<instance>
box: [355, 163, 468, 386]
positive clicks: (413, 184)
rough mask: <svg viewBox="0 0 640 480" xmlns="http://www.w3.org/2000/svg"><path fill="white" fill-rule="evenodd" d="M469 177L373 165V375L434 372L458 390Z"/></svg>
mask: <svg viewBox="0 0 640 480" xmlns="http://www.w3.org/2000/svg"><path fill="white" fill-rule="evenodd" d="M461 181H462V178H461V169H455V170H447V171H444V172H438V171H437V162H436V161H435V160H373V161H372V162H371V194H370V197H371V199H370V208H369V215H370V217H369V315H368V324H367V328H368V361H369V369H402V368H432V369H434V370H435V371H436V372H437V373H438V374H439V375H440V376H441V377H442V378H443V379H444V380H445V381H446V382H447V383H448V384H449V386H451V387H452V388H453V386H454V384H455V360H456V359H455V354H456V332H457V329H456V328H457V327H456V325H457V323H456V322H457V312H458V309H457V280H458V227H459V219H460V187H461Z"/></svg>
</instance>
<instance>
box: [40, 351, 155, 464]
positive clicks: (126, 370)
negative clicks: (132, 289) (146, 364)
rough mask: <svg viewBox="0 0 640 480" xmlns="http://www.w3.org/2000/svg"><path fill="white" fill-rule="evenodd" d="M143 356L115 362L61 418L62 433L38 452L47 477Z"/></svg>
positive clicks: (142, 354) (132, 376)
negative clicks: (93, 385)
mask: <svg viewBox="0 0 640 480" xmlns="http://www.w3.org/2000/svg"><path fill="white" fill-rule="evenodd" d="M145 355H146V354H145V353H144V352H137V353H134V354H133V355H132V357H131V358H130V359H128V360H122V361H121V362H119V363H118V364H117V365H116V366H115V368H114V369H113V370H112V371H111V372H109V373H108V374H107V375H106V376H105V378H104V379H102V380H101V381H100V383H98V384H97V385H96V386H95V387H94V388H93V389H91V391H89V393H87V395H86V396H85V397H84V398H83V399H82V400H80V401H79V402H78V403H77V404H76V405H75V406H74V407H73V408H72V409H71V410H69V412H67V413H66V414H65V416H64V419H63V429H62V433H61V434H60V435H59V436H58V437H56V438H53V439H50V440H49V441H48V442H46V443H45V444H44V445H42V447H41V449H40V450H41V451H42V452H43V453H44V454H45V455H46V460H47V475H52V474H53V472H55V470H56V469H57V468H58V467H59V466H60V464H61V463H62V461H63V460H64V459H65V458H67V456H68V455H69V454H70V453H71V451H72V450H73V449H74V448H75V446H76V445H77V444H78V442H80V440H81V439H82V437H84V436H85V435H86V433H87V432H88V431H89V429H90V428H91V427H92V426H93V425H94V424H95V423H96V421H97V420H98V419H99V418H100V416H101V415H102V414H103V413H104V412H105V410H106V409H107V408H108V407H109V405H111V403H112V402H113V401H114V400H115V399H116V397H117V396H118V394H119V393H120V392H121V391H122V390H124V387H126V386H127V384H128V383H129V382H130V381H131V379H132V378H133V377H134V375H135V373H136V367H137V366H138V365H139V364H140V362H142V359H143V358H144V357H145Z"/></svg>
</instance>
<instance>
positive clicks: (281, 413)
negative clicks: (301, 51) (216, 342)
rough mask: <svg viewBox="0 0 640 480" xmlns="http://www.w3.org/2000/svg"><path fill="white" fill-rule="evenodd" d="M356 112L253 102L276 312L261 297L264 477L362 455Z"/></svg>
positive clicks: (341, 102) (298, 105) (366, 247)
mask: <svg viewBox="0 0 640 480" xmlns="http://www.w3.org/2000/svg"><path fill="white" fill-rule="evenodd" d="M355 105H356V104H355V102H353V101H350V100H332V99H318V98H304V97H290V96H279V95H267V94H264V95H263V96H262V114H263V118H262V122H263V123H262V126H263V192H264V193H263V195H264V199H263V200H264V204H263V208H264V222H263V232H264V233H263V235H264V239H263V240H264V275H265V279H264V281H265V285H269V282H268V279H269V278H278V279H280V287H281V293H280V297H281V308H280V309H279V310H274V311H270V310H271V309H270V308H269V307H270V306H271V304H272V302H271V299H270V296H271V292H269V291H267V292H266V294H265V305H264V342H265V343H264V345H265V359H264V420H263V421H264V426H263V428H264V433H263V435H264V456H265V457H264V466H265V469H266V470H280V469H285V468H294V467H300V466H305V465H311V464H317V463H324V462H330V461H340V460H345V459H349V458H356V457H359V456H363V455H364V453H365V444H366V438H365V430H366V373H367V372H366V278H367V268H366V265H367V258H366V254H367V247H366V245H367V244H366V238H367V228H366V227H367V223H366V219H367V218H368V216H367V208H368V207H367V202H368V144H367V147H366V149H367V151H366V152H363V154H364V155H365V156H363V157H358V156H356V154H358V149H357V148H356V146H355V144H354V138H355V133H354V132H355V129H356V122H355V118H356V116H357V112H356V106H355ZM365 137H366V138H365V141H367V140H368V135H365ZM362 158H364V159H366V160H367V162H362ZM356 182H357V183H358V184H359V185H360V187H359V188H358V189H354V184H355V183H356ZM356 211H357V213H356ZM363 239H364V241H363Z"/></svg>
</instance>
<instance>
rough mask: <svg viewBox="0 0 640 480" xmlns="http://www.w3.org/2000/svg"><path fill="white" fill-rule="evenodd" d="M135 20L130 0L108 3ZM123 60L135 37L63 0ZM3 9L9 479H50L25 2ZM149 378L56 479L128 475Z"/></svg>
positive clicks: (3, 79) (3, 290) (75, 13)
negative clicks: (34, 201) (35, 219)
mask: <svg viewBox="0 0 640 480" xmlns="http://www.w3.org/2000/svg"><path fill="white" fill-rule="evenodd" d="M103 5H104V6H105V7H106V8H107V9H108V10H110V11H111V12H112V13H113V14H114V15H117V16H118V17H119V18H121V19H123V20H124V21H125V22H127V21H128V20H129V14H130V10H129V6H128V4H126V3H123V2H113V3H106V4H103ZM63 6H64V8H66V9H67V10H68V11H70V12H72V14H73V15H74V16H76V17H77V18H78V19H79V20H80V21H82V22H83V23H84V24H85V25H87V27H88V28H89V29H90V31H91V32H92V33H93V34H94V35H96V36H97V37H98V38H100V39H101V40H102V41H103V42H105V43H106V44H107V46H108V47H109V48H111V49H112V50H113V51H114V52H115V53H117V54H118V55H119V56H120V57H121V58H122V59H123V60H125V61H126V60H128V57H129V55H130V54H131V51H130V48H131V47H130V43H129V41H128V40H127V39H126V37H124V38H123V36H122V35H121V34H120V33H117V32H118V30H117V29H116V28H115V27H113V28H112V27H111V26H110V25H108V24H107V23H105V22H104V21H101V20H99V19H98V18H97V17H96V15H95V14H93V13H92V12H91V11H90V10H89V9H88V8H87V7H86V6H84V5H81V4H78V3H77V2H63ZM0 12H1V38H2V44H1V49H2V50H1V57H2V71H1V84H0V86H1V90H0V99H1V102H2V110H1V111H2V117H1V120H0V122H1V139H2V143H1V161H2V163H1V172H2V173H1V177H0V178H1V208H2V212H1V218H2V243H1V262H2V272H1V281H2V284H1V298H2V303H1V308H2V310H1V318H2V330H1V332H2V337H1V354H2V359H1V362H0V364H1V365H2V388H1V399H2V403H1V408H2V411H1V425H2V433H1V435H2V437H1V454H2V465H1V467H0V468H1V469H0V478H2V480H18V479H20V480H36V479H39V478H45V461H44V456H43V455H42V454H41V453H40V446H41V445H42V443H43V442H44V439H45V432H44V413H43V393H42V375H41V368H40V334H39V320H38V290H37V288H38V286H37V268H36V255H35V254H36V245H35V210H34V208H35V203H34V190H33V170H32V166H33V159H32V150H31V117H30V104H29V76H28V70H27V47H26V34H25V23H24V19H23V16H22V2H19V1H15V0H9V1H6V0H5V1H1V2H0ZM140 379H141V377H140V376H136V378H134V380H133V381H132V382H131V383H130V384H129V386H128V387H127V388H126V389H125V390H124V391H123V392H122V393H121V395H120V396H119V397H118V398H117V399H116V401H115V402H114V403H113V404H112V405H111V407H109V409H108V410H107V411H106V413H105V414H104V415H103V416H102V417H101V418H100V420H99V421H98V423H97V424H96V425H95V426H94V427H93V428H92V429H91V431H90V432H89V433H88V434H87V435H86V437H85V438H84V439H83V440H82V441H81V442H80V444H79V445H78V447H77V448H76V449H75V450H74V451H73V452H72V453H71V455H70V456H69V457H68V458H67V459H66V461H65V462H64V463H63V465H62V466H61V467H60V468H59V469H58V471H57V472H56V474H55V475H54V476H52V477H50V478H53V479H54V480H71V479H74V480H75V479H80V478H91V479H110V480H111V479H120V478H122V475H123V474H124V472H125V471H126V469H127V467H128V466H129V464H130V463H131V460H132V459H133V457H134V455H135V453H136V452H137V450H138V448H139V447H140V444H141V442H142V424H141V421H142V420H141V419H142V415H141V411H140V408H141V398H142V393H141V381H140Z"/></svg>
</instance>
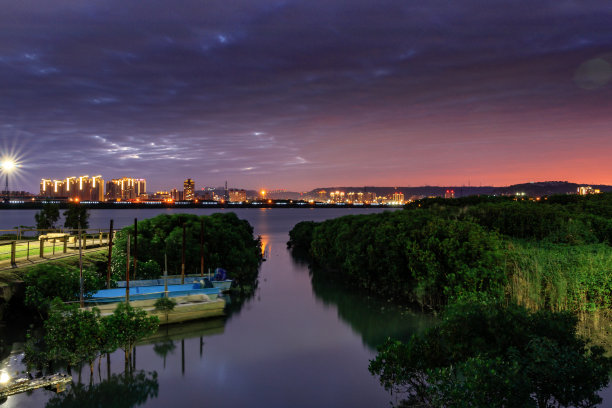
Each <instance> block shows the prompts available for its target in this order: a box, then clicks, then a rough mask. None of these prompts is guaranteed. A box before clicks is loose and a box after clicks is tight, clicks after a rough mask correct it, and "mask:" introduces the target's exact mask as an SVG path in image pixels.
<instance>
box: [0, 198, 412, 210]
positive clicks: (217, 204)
mask: <svg viewBox="0 0 612 408" xmlns="http://www.w3.org/2000/svg"><path fill="white" fill-rule="evenodd" d="M50 202H52V203H53V204H57V205H58V206H59V208H60V209H64V208H68V204H69V203H68V202H53V201H50ZM43 205H44V203H42V202H24V203H10V204H6V203H0V211H1V210H40V209H41V208H43ZM79 205H82V206H84V207H86V208H88V209H91V210H96V209H98V210H132V209H133V210H141V209H145V208H167V209H180V208H223V209H232V208H353V209H355V208H402V207H403V205H387V204H365V203H364V204H362V203H355V204H348V203H322V202H314V203H309V202H303V201H298V202H290V200H276V201H273V202H272V203H268V202H261V201H256V202H249V203H217V202H204V203H202V202H198V203H192V202H188V201H178V202H174V203H131V202H100V203H80V204H79Z"/></svg>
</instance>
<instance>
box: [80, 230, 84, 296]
mask: <svg viewBox="0 0 612 408" xmlns="http://www.w3.org/2000/svg"><path fill="white" fill-rule="evenodd" d="M79 282H80V294H79V302H80V304H81V307H83V306H85V304H84V301H83V246H82V245H81V225H79Z"/></svg>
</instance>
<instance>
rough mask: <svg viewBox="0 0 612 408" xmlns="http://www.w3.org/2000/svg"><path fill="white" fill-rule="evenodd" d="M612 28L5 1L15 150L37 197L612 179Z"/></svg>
mask: <svg viewBox="0 0 612 408" xmlns="http://www.w3.org/2000/svg"><path fill="white" fill-rule="evenodd" d="M611 22H612V2H610V1H609V0H601V1H595V0H576V1H570V0H554V1H545V0H542V1H537V2H534V1H532V0H510V1H506V0H494V1H484V0H478V1H475V0H456V1H447V0H445V1H440V0H427V1H414V0H393V1H388V0H369V1H364V0H346V1H336V0H308V1H291V0H285V1H280V0H274V1H272V0H244V1H243V0H234V1H232V0H222V1H202V0H176V1H160V0H147V1H126V0H121V1H119V0H99V1H92V0H53V1H49V0H20V1H4V2H2V12H0V27H2V29H1V30H0V92H1V96H0V148H1V149H2V155H5V156H6V155H13V156H17V157H18V159H19V161H20V162H21V167H20V171H19V174H18V175H16V176H15V177H13V178H12V179H11V186H10V188H11V189H14V190H22V189H25V190H29V191H32V192H36V191H38V184H39V181H40V179H41V178H42V177H50V178H64V177H67V176H73V175H76V176H78V175H83V174H89V175H91V176H93V175H97V174H101V175H103V177H104V178H105V179H106V180H109V179H111V178H118V177H123V176H130V177H144V178H147V180H148V182H149V184H148V187H149V190H154V189H161V188H172V187H179V186H180V185H181V184H182V181H183V180H184V179H185V178H187V177H191V178H193V179H195V181H196V187H197V188H200V187H202V186H204V185H208V186H218V185H221V184H222V183H223V182H224V181H225V180H227V181H228V183H229V184H230V187H242V188H255V189H258V188H286V189H289V190H296V191H299V190H309V189H312V188H315V187H321V186H332V185H335V186H337V185H370V186H372V185H378V186H393V185H397V186H416V185H424V184H429V185H462V184H466V185H467V184H468V183H470V184H471V185H480V184H482V185H508V184H513V183H520V182H527V181H544V180H568V181H573V182H579V183H607V184H612V80H611V79H612V23H611ZM3 185H4V180H2V186H3Z"/></svg>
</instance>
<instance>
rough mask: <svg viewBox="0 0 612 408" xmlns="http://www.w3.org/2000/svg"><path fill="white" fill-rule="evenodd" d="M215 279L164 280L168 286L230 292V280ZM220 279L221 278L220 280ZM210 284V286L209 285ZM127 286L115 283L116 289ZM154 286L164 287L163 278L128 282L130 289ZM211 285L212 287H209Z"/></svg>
mask: <svg viewBox="0 0 612 408" xmlns="http://www.w3.org/2000/svg"><path fill="white" fill-rule="evenodd" d="M215 277H218V278H219V279H215V278H214V277H213V279H209V278H207V277H203V276H201V275H189V276H185V277H184V278H181V277H180V276H176V275H173V276H169V277H168V278H166V279H165V280H167V282H168V285H179V284H181V283H184V284H195V283H198V284H200V285H202V286H204V287H207V288H210V287H213V288H218V289H221V292H226V291H228V290H230V288H231V286H232V282H233V280H232V279H226V278H225V275H217V274H215ZM221 277H223V278H222V279H221ZM209 283H210V284H209ZM126 285H127V282H126V281H118V282H117V287H118V288H125V287H126ZM155 285H164V278H160V279H141V280H133V281H132V280H131V281H130V289H131V288H133V287H141V286H155ZM211 285H212V286H211Z"/></svg>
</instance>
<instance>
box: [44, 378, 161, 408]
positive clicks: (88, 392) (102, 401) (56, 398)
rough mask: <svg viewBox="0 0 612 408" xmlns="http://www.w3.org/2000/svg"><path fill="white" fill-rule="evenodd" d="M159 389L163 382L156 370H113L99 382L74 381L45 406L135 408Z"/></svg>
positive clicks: (61, 407)
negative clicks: (85, 381) (83, 382)
mask: <svg viewBox="0 0 612 408" xmlns="http://www.w3.org/2000/svg"><path fill="white" fill-rule="evenodd" d="M158 392H159V382H158V380H157V373H156V372H155V371H153V372H145V371H137V372H134V373H128V372H126V373H122V374H112V375H111V376H110V378H107V379H105V380H103V381H101V382H100V383H98V384H90V385H84V384H79V383H76V384H75V383H73V384H72V385H71V386H70V388H69V389H68V390H67V391H64V392H61V393H57V394H55V395H53V396H52V397H51V398H50V399H49V401H48V402H47V404H46V405H45V408H82V407H113V408H133V407H138V406H143V405H144V404H145V403H146V402H147V400H149V399H153V398H156V397H157V393H158Z"/></svg>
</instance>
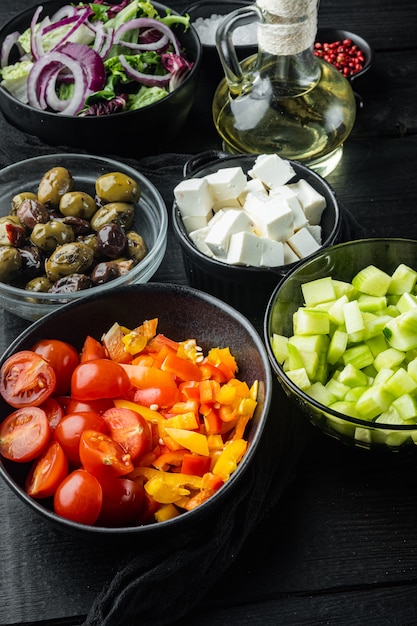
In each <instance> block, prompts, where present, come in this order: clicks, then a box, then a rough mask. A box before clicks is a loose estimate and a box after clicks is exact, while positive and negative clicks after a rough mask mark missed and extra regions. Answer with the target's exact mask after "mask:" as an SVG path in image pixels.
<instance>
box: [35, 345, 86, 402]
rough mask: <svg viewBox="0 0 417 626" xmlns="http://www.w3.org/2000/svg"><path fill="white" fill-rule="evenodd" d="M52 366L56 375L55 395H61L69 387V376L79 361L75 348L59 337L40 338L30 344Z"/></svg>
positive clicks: (63, 394) (62, 394) (70, 374)
mask: <svg viewBox="0 0 417 626" xmlns="http://www.w3.org/2000/svg"><path fill="white" fill-rule="evenodd" d="M32 350H33V351H34V352H36V354H40V355H41V356H42V357H43V358H44V359H45V361H48V363H49V364H50V365H51V366H52V367H53V369H54V372H55V376H56V387H55V392H54V393H55V395H58V396H61V395H64V394H66V393H68V392H69V390H70V389H71V376H72V372H73V371H74V369H75V368H76V367H77V365H78V363H79V362H80V358H79V356H78V352H77V350H76V349H75V348H74V346H72V345H71V344H69V343H66V342H65V341H60V340H59V339H40V340H39V341H37V342H36V343H35V345H34V346H32Z"/></svg>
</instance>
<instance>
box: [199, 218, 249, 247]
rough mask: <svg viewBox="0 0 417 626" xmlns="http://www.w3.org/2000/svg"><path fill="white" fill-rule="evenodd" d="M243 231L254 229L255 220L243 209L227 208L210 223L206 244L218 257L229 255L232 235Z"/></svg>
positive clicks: (206, 238)
mask: <svg viewBox="0 0 417 626" xmlns="http://www.w3.org/2000/svg"><path fill="white" fill-rule="evenodd" d="M216 217H217V216H216ZM241 231H248V232H252V231H253V222H252V220H251V218H250V217H249V215H248V214H247V213H245V211H243V210H242V209H227V210H225V211H224V212H223V213H222V214H221V215H220V217H219V218H218V219H215V222H214V224H210V223H209V232H208V233H207V236H206V244H207V245H208V247H209V248H210V249H211V251H212V252H213V254H215V255H216V256H218V257H225V256H226V255H227V251H228V247H229V241H230V237H231V236H232V235H234V234H235V233H238V232H241Z"/></svg>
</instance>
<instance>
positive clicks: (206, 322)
mask: <svg viewBox="0 0 417 626" xmlns="http://www.w3.org/2000/svg"><path fill="white" fill-rule="evenodd" d="M154 317H157V318H158V320H159V321H158V331H159V332H161V333H163V334H165V335H166V336H168V337H170V338H172V339H176V340H179V341H181V340H184V339H186V338H192V337H195V338H196V339H197V341H198V343H199V345H200V346H201V347H202V349H203V350H204V351H205V352H207V351H208V350H209V349H210V348H211V347H226V346H229V348H230V350H231V352H232V353H233V354H234V355H235V357H236V360H237V363H238V365H239V378H240V379H241V380H244V381H246V382H247V383H248V384H249V385H252V383H253V382H254V381H255V380H258V381H259V394H258V405H257V408H256V409H255V414H254V416H253V418H252V419H251V421H250V423H249V425H248V428H247V431H246V434H245V438H246V439H247V440H248V441H249V447H248V450H247V452H246V454H245V456H244V457H243V459H242V461H241V462H240V464H239V466H238V469H237V470H236V471H235V472H234V473H233V474H232V475H231V477H230V479H229V480H228V481H227V482H226V483H225V484H224V486H223V487H221V489H220V490H219V491H218V492H216V494H215V495H214V496H213V497H212V498H210V499H209V500H207V501H206V502H205V503H204V504H202V505H200V506H199V507H197V508H196V509H194V510H193V511H189V512H185V513H183V514H181V515H179V516H178V517H176V518H173V519H171V520H169V521H164V522H160V523H154V524H149V525H142V526H130V527H124V528H107V527H106V528H103V527H99V526H86V525H82V524H77V523H74V522H71V521H68V520H66V519H64V518H62V517H60V516H58V515H56V514H55V513H54V512H53V510H52V508H51V503H50V502H48V501H46V500H43V501H42V500H35V499H33V498H30V497H29V496H28V495H27V494H26V493H25V490H24V480H25V476H26V474H27V471H28V467H27V465H24V464H19V463H13V462H10V461H7V460H5V459H3V460H0V475H1V476H2V478H3V479H4V480H5V481H6V483H7V484H8V485H9V487H10V488H11V489H12V490H13V491H14V492H15V493H16V494H17V495H18V496H19V497H20V498H21V499H22V500H23V502H24V503H25V504H26V505H27V506H28V507H29V508H30V509H32V510H33V511H35V512H36V513H39V514H40V515H41V516H42V517H43V518H44V519H46V520H47V521H49V522H51V523H53V524H54V525H56V526H58V527H60V528H62V529H64V530H69V531H81V532H84V533H87V534H88V533H89V534H90V535H96V536H98V537H107V538H110V537H111V536H124V537H127V536H135V537H137V538H138V539H140V538H141V537H143V536H147V535H148V534H149V535H152V534H153V533H161V534H163V533H164V532H167V533H168V532H169V533H173V536H175V533H178V532H180V531H182V530H183V529H184V528H186V527H187V525H194V524H198V523H199V520H201V518H202V517H203V518H204V516H205V515H207V514H208V513H209V512H213V511H216V510H217V508H218V507H220V506H227V502H228V499H229V498H231V497H232V494H233V493H234V490H235V489H236V487H237V485H238V484H239V483H240V481H241V480H244V478H245V474H246V471H247V468H248V466H249V465H250V464H251V463H252V460H253V458H254V456H255V455H256V454H257V449H258V446H259V444H260V440H261V435H262V432H263V429H264V426H265V422H266V420H267V416H268V412H269V407H270V402H271V397H272V380H273V379H272V373H271V369H270V365H269V361H268V356H267V353H266V350H265V347H264V345H263V343H262V340H261V338H260V336H259V334H258V333H257V331H256V330H255V328H254V327H253V326H252V325H251V324H250V323H249V322H248V320H247V319H246V318H245V317H243V316H242V315H241V314H240V313H238V312H237V311H235V310H234V309H232V308H231V307H229V306H227V305H226V304H224V303H223V302H221V301H220V300H217V299H216V298H213V297H211V296H209V295H207V294H205V293H202V292H198V291H196V290H193V289H191V288H189V287H184V286H179V285H168V284H162V283H148V284H146V285H131V286H128V287H123V288H121V289H119V290H117V291H115V292H114V293H108V294H103V295H100V296H96V297H94V296H93V297H92V298H89V299H87V300H82V301H79V302H77V303H73V304H69V305H67V306H65V307H63V308H61V309H60V310H59V311H56V312H54V313H52V314H50V315H48V316H47V317H45V318H43V319H42V320H40V321H38V322H35V323H34V324H32V325H31V326H30V327H29V328H28V329H26V330H25V331H24V332H23V333H22V334H21V335H20V336H19V337H18V338H17V339H16V340H15V341H14V342H13V343H12V344H11V346H10V347H9V348H8V349H7V350H6V352H5V353H4V355H3V357H2V360H1V362H0V365H1V364H2V363H3V362H4V361H5V359H6V358H8V357H9V356H10V355H12V354H13V353H15V352H17V351H19V350H24V349H28V348H30V347H31V346H32V345H33V344H34V342H35V341H37V340H38V339H40V338H42V337H44V338H55V339H61V340H63V341H68V342H70V343H72V344H73V345H74V346H75V347H76V348H77V349H79V350H80V349H81V347H82V344H83V341H84V339H85V337H86V335H92V336H93V337H95V338H97V339H100V338H101V336H102V334H103V333H104V332H105V331H107V330H108V329H109V328H110V327H111V325H112V324H113V323H114V322H115V321H118V322H119V323H120V324H122V325H124V326H127V327H128V328H133V327H135V326H137V325H139V324H141V323H142V322H143V321H144V320H146V319H153V318H154ZM9 413H10V407H9V406H8V405H6V404H5V402H4V401H3V400H2V399H0V421H2V420H3V419H4V418H5V416H6V415H7V414H9Z"/></svg>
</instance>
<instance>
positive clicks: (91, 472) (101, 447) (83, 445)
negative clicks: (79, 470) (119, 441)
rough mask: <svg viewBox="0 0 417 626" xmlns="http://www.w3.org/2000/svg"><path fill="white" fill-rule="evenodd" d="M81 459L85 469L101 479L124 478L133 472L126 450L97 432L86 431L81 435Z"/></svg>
mask: <svg viewBox="0 0 417 626" xmlns="http://www.w3.org/2000/svg"><path fill="white" fill-rule="evenodd" d="M80 459H81V463H82V465H83V467H84V469H86V470H87V471H88V472H90V473H91V474H94V476H97V477H99V478H106V477H112V476H113V477H114V476H123V475H125V474H129V472H131V471H132V470H133V463H132V460H131V458H130V455H129V454H128V453H127V452H126V450H124V448H122V446H120V445H119V444H118V443H117V442H116V441H113V439H112V438H111V437H108V436H107V435H105V434H103V433H100V432H98V431H96V430H85V431H84V432H83V433H82V434H81V438H80Z"/></svg>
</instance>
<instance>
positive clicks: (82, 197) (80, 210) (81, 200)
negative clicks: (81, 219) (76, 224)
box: [59, 191, 97, 220]
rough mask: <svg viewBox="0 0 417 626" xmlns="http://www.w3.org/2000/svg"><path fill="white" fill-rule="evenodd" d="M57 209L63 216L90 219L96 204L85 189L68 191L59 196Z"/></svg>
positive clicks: (93, 198) (95, 208)
mask: <svg viewBox="0 0 417 626" xmlns="http://www.w3.org/2000/svg"><path fill="white" fill-rule="evenodd" d="M59 210H60V211H61V213H62V215H65V216H75V217H80V218H81V219H83V220H90V219H91V218H92V217H93V215H94V213H95V212H96V211H97V205H96V201H95V200H94V198H92V197H91V196H90V195H89V194H88V193H86V192H85V191H68V192H67V193H64V195H63V196H61V199H60V201H59Z"/></svg>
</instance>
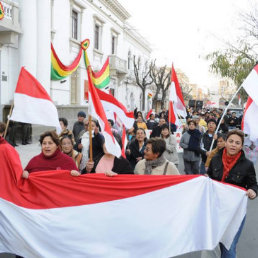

========

Aim of the exercise - Return each line of the records above in which the word "then" occurs.

Solved exercise -
Each <instance> block shows the prompts available for its target in this order: a box, then clicks, then a rough mask. None of these prompts is guaranteed. A box before clicks is loose and a box after clicks is tight, clicks after a rough mask correct it, and "mask:" introduces the target's exact mask as an SVG path in image pixels.
In each <instance> block, prompts, where present, come in this order: clicks, then a box, then a rough mask. A box before clicks is a loose estimate and a box after clicks is exact, while positive and negative clicks after a rough mask mark missed and extra regions. Answer with the target's exact mask after "mask:" as an SVG path in image pixels.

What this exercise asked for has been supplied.